___ Text ___

In the simplest of explanations, a black man in Seattle, Byron Ragland, was doing his job, supervising a custodial visitation in a frozen yogurt shop when employees called 911. The police came, and he was asked to leave.

Outraged protests have now led the owner to apologize and state that employees will undergo implicit bias training. In addition, the Seattle Times reports that Kirkland City Manager Kurt Triplett and police Chief Cherie Harris will also include members of the City Council in the training. The police department has also announced they have launched an internal investigation, and the city has apologized and said it would evaluate it’s policies and practices to make adjustments.

But more than an apology, Mr. Ragland wants accountability.

“I’m not accepting anybody’s apology,” he said. “You know, if you want to apologize to me, let’s change some practices. Let’s change some policies.”

Byron Ragland, aside from being a human person who has the right to exist in public space without being harassed, is a US Air Force veteran, currently studying psychology at the University of Washington, Tacoma, and more relevantly, currently works as a court-appointed special advocate and a visitation supervisor, which means he supervises meetings between children and their parents who do not have custody of them.

At the time of the incident on November 7, 2018, Ragland was supervising a visit with a mother and her 12-year-old son. According to the Seattle Times, the little boy wanted ice cream, so they went to Menchie’s Frozen Yogurt. The three arrived together and had been sitting there for about half an hour, visiting, when Ragland looked up to find two police officers standing at the table.

Mr. Ragland tells KIRO 7’s Deborah Horne, “Just being a fly on the wall type of thing is what I do. Sit back and just watch them visit. You know, document the visit.”

He says that no one from the shop ever spoke to him or approached him at all, but after the trio had been there for about half an hour, he was startled to look up to find two police officers.

“Pretty much I look up, and these two police officers [are] standing in front [of me]. They asked me to leave,” Ragland said. “They asked for my ID. They told me the manager had been watching me and wanted me to move along.”

Ragland said he explained the situation. “I gave them my name initially. My client who was with me, she reassured them ‘Oh, he’s with us, he’s working. What’s going on?’”

___ Excerpted data ___

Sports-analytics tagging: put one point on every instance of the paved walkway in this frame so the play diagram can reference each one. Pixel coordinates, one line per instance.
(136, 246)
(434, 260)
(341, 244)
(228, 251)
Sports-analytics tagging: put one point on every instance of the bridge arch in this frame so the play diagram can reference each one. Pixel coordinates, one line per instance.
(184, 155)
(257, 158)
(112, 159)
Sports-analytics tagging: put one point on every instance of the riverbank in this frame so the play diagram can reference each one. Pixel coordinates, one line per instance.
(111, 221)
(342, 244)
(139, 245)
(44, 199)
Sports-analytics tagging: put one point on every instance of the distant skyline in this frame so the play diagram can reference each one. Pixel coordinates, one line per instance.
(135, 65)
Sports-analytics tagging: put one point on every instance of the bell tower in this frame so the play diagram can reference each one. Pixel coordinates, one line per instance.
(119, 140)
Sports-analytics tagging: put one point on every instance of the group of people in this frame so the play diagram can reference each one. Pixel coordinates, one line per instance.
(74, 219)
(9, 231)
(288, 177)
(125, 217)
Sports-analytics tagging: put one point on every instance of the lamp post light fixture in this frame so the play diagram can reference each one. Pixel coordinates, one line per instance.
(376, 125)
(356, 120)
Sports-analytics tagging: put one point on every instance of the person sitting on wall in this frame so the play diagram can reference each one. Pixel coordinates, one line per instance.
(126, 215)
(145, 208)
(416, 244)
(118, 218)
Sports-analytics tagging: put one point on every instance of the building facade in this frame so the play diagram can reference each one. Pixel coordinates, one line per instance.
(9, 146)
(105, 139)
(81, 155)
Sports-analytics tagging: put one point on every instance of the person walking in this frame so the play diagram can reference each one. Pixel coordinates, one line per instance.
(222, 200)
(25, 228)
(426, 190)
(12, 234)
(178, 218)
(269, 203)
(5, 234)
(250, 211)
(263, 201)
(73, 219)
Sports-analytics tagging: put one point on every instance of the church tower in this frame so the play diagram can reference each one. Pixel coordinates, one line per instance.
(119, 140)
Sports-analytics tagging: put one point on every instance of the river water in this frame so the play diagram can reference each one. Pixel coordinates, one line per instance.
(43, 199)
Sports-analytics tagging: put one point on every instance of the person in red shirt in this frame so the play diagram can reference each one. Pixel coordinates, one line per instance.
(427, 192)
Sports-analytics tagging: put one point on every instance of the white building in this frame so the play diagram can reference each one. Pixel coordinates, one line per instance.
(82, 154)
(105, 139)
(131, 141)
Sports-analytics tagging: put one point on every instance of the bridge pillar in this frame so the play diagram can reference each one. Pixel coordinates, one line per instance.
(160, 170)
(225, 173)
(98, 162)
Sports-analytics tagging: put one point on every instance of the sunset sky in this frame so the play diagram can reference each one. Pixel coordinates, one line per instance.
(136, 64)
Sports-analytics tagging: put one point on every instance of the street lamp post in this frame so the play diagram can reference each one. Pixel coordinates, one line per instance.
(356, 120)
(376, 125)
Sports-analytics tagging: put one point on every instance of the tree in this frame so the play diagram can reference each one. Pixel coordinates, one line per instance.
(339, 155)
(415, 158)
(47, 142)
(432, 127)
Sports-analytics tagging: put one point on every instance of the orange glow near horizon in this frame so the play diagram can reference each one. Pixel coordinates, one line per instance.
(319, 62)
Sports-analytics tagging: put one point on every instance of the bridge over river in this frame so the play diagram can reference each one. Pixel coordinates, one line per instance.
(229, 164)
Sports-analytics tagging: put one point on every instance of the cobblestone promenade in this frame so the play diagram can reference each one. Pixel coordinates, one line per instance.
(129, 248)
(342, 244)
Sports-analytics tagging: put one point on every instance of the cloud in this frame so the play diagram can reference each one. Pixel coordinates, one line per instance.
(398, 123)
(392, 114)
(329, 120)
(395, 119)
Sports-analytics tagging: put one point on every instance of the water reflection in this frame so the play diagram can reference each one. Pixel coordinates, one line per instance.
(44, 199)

___

__Tasks and exercises__
a – Reproduce the passage of the article about Byron Ragland from "Outraged protests have" up to and including "to make adjustments.".
b – In the article about Byron Ragland, how old was the son in the visit Ragland was supervising?
c – Name every person identified by name in the article about Byron Ragland.
The material above has no role in this exercise.

__Exercise solutions__
a –
Outraged protests have now led the owner to apologize and state that employees will undergo implicit bias training. In addition, the Seattle Times reports that Kirkland City Manager Kurt Triplett and police Chief Cherie Harris will also include members of the City Council in the training. The police department has also announced they have launched an internal investigation, and the city has apologized and said it would evaluate it’s policies and practices to make adjustments.

b – He was 12 years old.

c – Byron Ragland, Kurt Triplett, Cherie Harris, Deborah Horne